There is electricity in the section of the street in Kohima where they held the Night Carnival but it didn't stay on the whole time. When the lights went out, the shop owners and street vendors lit candles, creating a more intimate but equally festive affair.
Even when the electric lights were on, the atmosphere felt strikingly--for lack of a better term--cozy. Brian and I recognized this while we were there and we tried to figure out what was creating that vibe. We noticed that the people didn't seem to be in any rush. No one was drunk (though maybe people would be if Naga rum and beer weren't outlawed by the Church). Everyone was smiling. They were walking at approximately the same pace and talking in the same volume. No one was trying to get you to buy what they were selling. It took us a little while to recognize that there weren't any homeless people and to realize what a significant impact this made on the social environment. The idea that there have not been beggars in the history of the Naga people suddenly connected to our observation that Naga culture seems to lack the anxiety that fuels American culture. I'm not saying that one causes the other, just that there is a connection.

Saved entries:
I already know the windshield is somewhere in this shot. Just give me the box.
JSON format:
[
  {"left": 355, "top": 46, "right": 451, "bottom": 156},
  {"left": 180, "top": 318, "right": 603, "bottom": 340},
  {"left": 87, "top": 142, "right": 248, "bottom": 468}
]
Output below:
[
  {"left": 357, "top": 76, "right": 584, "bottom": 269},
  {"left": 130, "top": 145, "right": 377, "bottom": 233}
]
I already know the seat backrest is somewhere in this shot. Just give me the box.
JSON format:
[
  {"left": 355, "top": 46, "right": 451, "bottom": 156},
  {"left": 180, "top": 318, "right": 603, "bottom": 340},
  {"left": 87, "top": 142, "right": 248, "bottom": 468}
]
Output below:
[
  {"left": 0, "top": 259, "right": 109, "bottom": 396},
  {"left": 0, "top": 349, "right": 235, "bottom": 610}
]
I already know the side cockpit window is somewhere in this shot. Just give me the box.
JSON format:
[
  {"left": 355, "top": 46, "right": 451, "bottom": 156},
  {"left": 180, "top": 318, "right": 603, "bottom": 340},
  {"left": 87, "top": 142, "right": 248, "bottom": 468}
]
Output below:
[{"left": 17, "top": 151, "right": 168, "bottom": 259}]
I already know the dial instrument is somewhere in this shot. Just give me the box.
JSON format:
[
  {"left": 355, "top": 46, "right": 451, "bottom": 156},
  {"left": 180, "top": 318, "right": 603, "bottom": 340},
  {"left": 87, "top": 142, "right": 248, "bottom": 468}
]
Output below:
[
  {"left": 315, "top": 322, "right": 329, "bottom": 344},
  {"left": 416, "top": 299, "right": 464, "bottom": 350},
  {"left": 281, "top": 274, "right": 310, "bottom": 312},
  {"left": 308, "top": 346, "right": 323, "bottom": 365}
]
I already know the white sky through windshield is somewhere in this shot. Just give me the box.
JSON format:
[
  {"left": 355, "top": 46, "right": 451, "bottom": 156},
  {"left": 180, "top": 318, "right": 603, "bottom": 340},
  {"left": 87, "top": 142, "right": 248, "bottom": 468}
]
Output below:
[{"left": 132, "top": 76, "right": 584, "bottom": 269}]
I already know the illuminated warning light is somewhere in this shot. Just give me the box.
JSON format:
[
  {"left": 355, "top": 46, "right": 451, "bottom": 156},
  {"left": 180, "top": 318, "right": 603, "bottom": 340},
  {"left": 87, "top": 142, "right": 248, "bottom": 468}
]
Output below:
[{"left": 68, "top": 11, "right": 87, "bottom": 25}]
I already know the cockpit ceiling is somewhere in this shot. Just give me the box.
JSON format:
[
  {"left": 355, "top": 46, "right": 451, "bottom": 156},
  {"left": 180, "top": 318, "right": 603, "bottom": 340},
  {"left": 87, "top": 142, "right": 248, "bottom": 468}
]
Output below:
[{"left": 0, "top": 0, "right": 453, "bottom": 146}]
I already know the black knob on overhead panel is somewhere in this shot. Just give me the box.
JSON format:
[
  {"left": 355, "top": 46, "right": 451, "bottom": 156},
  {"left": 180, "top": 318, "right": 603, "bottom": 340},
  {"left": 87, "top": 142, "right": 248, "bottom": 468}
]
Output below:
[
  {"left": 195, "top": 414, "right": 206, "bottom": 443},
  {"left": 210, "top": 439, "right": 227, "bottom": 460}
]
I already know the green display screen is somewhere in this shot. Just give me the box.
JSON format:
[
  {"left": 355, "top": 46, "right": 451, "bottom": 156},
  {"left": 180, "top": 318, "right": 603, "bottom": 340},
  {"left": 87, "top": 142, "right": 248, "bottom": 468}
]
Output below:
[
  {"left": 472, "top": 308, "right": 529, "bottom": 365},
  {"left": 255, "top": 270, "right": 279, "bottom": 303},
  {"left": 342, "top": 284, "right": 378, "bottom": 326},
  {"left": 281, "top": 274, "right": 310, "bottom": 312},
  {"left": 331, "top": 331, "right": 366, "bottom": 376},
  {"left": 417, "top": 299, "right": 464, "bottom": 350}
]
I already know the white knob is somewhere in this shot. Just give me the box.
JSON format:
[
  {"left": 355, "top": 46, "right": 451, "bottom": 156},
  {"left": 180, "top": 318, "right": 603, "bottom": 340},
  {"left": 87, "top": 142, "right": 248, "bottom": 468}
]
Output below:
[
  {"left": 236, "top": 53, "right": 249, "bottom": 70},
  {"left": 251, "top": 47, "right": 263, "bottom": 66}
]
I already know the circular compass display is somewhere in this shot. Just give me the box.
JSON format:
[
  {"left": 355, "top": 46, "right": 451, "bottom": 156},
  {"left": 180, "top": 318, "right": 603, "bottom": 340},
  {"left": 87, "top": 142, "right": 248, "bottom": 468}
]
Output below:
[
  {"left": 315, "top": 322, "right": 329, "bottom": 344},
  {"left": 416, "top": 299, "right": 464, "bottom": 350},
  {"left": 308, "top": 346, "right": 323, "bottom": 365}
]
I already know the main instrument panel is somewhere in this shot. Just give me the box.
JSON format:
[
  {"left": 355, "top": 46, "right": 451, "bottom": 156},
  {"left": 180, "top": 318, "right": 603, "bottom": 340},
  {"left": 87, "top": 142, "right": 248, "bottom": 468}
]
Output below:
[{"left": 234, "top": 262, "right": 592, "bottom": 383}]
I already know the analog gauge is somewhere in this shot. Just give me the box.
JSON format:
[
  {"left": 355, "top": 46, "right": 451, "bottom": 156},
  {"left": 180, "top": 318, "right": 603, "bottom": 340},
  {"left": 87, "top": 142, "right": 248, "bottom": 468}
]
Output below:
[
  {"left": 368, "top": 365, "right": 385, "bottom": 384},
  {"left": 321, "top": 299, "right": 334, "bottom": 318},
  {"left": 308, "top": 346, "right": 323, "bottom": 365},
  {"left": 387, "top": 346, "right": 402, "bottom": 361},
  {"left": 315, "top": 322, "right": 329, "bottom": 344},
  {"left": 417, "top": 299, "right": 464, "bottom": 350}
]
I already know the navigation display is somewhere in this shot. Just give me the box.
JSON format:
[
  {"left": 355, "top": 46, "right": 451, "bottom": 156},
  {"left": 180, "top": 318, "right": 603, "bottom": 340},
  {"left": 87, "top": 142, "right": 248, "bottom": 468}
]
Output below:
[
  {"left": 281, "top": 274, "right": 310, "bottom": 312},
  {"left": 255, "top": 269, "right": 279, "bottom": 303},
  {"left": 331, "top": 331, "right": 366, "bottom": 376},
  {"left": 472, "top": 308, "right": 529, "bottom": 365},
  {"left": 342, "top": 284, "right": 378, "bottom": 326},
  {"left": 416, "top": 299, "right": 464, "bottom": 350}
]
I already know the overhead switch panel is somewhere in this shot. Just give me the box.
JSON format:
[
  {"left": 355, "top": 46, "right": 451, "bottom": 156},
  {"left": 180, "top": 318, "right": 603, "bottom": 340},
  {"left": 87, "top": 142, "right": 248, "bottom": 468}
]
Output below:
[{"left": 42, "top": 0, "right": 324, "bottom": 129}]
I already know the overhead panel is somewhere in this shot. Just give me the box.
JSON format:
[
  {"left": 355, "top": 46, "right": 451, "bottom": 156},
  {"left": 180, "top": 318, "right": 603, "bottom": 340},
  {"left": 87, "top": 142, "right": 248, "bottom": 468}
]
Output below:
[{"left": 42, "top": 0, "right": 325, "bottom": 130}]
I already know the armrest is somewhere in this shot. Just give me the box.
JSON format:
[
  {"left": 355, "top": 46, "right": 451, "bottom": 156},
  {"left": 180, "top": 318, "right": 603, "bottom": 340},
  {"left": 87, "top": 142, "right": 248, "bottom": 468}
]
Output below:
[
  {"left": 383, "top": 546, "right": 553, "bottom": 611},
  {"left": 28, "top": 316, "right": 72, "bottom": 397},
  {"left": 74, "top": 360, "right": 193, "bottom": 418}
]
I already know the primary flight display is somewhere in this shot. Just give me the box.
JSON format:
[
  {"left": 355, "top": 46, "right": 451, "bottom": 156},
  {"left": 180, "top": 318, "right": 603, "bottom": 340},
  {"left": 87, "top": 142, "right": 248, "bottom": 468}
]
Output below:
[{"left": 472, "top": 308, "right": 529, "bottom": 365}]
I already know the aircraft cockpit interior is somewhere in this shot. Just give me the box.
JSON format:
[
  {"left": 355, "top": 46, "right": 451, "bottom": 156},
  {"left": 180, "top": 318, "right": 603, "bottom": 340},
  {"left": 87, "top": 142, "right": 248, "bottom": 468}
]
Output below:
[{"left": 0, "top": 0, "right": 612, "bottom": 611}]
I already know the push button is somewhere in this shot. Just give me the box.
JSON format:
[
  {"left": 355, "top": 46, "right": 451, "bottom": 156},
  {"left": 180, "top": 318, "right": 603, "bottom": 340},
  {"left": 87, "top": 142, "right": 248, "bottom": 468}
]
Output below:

Using the information:
1) Rewrite the part of the Kohima Night Carnival passage that opens with the words "There is electricity" and closes with "equally festive affair.", replacing "candles" with "lanterns".
2) Pick up the passage about the Night Carnival in Kohima after its last sentence and continue it.
The entries are not connected to the passage about the Night Carnival in Kohima.

Responses for each task:
1)
There is electricity in the section of the street in Kohima where they held the Night Carnival but it didn't stay on the whole time. When the lights went out, the shop owners and street vendors lit lanterns, creating a more intimate but equally festive affair.

2)
One significant detail that I didn't notice until I got home was that store signs don't light up. Imagine how the Night Carnival scene would change if each of the shops was labeled with signs such as "Staples", "Barnes and Noble", "Michael's", "CVS", "Wegman's".
In the photo above, Brian is trying to find allergy medicine in a pharmacy lit by a single candle. Notice how he is proudly wearing the shawl of the Angami tribe.
Beyond romantic visions, however, I admit that I don't want to have to throw buckets of water on the street in front of my house to temporarily keep the dust down. I would protest if the town ripped the pavement off our roads. Would I be happier in a place that requires back-up candles and hand-carried water? I'm not sure. I only know that it would be very difficult--if not impossible--to request inconvenience.